▸ **REQUIRED WORK**
At the line containing "Using the labeling tool, outline every wildflower", begin retyping, and stop after the last line of the data; add nothing.

▸ **DATASET CONTENT**
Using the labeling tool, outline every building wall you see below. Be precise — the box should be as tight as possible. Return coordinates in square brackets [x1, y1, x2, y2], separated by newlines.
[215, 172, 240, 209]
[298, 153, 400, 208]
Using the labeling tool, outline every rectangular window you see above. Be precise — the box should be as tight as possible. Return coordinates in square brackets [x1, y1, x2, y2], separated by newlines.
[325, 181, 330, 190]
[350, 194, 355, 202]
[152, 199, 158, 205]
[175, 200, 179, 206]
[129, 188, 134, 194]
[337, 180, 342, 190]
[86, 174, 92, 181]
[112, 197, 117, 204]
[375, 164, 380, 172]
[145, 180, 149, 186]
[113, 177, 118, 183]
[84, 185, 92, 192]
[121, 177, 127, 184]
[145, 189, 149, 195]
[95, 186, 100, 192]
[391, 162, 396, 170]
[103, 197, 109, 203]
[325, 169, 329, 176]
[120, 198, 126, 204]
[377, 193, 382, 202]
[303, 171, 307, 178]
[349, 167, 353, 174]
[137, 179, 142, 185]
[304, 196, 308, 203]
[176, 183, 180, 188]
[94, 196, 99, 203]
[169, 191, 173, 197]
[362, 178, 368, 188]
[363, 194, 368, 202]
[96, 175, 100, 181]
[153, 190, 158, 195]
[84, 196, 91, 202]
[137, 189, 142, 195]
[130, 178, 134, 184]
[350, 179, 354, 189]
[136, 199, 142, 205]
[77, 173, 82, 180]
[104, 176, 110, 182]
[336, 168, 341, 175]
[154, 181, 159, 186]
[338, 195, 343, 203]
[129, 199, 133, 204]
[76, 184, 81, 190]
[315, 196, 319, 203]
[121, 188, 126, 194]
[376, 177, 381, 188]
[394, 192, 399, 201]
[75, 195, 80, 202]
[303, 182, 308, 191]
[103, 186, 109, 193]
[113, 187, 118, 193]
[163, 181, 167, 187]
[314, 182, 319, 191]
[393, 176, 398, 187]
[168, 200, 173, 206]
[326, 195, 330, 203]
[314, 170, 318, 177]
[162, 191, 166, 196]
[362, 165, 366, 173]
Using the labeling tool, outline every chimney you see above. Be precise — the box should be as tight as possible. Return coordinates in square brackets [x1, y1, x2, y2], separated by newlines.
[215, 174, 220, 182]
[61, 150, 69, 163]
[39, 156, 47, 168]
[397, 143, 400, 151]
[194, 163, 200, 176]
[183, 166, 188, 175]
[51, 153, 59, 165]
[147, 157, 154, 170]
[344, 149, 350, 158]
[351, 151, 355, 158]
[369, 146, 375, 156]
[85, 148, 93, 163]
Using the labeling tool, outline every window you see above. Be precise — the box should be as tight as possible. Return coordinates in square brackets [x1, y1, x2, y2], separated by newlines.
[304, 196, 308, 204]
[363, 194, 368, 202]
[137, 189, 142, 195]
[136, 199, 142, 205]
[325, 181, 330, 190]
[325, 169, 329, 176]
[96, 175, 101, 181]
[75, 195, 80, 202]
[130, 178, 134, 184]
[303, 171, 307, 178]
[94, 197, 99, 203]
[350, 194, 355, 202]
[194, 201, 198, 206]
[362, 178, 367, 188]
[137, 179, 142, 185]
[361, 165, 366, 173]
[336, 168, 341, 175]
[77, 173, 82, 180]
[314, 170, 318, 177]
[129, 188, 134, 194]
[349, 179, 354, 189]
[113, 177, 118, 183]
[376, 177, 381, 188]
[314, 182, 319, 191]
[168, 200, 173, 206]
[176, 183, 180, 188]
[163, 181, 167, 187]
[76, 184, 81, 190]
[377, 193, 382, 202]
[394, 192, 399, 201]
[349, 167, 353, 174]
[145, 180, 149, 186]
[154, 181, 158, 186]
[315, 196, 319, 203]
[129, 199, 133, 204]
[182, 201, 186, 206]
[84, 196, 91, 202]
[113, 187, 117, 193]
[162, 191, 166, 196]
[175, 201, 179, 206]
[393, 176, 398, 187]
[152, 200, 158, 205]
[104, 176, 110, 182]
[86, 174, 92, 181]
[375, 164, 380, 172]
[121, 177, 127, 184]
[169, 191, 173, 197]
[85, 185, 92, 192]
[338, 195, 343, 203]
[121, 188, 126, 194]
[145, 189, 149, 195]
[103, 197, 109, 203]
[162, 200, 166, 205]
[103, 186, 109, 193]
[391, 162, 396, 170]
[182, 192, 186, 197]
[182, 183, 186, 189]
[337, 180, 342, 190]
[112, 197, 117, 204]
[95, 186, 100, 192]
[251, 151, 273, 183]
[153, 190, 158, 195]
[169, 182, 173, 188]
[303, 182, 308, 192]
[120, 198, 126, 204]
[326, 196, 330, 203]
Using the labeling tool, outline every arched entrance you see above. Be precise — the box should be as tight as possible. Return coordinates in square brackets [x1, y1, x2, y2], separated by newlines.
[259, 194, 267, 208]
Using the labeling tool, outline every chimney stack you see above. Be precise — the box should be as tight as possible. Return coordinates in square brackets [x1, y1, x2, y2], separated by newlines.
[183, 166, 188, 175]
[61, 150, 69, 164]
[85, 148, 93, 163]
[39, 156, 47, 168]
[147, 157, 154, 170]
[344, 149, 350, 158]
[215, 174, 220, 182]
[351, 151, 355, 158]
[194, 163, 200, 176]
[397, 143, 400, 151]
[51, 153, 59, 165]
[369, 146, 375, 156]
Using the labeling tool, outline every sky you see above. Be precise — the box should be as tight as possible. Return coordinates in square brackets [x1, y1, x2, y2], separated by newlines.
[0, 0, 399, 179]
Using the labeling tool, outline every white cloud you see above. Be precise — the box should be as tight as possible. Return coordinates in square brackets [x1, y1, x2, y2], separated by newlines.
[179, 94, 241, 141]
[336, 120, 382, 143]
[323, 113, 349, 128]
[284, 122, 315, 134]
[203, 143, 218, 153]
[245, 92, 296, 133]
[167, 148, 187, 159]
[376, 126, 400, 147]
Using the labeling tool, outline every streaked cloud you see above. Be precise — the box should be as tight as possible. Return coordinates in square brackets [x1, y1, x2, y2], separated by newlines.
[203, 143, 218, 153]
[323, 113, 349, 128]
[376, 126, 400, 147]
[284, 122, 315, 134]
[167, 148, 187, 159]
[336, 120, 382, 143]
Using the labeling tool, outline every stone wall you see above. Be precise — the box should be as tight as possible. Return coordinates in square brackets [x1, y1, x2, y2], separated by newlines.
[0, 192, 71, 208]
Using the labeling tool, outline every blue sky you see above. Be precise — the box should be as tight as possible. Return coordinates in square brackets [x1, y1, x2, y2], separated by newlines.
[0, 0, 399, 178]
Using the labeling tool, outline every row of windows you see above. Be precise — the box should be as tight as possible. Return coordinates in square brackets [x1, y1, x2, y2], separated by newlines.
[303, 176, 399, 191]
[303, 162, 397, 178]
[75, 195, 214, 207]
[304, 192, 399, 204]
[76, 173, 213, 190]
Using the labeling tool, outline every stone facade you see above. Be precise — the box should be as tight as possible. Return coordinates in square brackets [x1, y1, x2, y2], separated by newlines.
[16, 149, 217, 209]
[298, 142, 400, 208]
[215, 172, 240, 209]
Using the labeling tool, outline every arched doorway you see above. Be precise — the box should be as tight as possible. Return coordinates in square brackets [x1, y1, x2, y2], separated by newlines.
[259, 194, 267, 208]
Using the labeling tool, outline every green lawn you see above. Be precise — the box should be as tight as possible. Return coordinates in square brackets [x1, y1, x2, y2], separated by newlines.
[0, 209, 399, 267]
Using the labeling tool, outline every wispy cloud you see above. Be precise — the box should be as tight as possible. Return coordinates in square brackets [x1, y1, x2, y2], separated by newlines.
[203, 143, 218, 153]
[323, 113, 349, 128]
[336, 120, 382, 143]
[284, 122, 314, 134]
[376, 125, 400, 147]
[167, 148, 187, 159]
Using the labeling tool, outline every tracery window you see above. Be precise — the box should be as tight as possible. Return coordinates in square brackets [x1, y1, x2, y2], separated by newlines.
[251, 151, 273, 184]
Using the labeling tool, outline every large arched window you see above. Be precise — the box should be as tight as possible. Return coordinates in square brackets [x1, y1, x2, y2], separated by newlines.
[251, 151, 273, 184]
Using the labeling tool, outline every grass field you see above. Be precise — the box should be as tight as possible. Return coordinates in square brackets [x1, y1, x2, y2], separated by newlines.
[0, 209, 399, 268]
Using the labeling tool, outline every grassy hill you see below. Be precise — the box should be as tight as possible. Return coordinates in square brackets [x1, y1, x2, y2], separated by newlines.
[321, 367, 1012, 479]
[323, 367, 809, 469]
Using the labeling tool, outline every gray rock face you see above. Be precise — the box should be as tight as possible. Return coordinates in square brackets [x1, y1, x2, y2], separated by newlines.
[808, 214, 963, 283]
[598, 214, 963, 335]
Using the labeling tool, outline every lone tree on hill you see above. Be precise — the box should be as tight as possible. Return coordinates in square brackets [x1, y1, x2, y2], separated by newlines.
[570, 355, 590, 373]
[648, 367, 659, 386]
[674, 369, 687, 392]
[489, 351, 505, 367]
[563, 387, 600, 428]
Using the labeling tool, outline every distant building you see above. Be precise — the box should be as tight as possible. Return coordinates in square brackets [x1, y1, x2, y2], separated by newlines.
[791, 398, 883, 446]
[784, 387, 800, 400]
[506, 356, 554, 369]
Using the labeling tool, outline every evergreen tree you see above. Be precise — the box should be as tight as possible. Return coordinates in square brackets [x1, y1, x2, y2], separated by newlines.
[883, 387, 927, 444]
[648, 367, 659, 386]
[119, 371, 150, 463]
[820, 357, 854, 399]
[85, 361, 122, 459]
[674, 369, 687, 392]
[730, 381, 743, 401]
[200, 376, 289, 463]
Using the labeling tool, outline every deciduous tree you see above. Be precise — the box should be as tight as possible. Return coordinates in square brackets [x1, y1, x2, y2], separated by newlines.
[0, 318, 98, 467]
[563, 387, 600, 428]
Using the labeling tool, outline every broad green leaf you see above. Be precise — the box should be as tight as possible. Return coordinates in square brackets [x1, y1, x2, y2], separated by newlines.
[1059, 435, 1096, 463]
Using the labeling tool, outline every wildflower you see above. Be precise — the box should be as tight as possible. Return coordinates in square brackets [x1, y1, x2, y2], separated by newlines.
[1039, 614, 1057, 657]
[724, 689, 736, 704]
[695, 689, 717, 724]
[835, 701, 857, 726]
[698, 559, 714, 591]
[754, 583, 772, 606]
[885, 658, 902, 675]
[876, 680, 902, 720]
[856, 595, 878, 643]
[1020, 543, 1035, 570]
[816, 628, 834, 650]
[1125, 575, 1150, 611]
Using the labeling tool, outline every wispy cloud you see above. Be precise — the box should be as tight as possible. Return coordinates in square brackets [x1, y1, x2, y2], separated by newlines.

▸ **RESULT OF THIS EXERCISE**
Using the labeling tool, outline every wildflower you see above. Be precise — the box should be as tight as possible. Return coordinates in square brackets [x1, y1, x2, y2], separated by newlines.
[1039, 614, 1057, 657]
[724, 689, 736, 704]
[695, 689, 717, 724]
[835, 701, 857, 726]
[698, 559, 714, 591]
[754, 583, 772, 606]
[885, 658, 902, 675]
[876, 680, 902, 720]
[856, 595, 878, 643]
[1020, 543, 1035, 570]
[816, 628, 834, 650]
[1125, 575, 1150, 611]
Using the labeling tool, outline every wispy cloud you see above. Be precise — the box should be as tight as possible. Return coordinates in square brackets [x1, y1, x2, y2], separated by newlines.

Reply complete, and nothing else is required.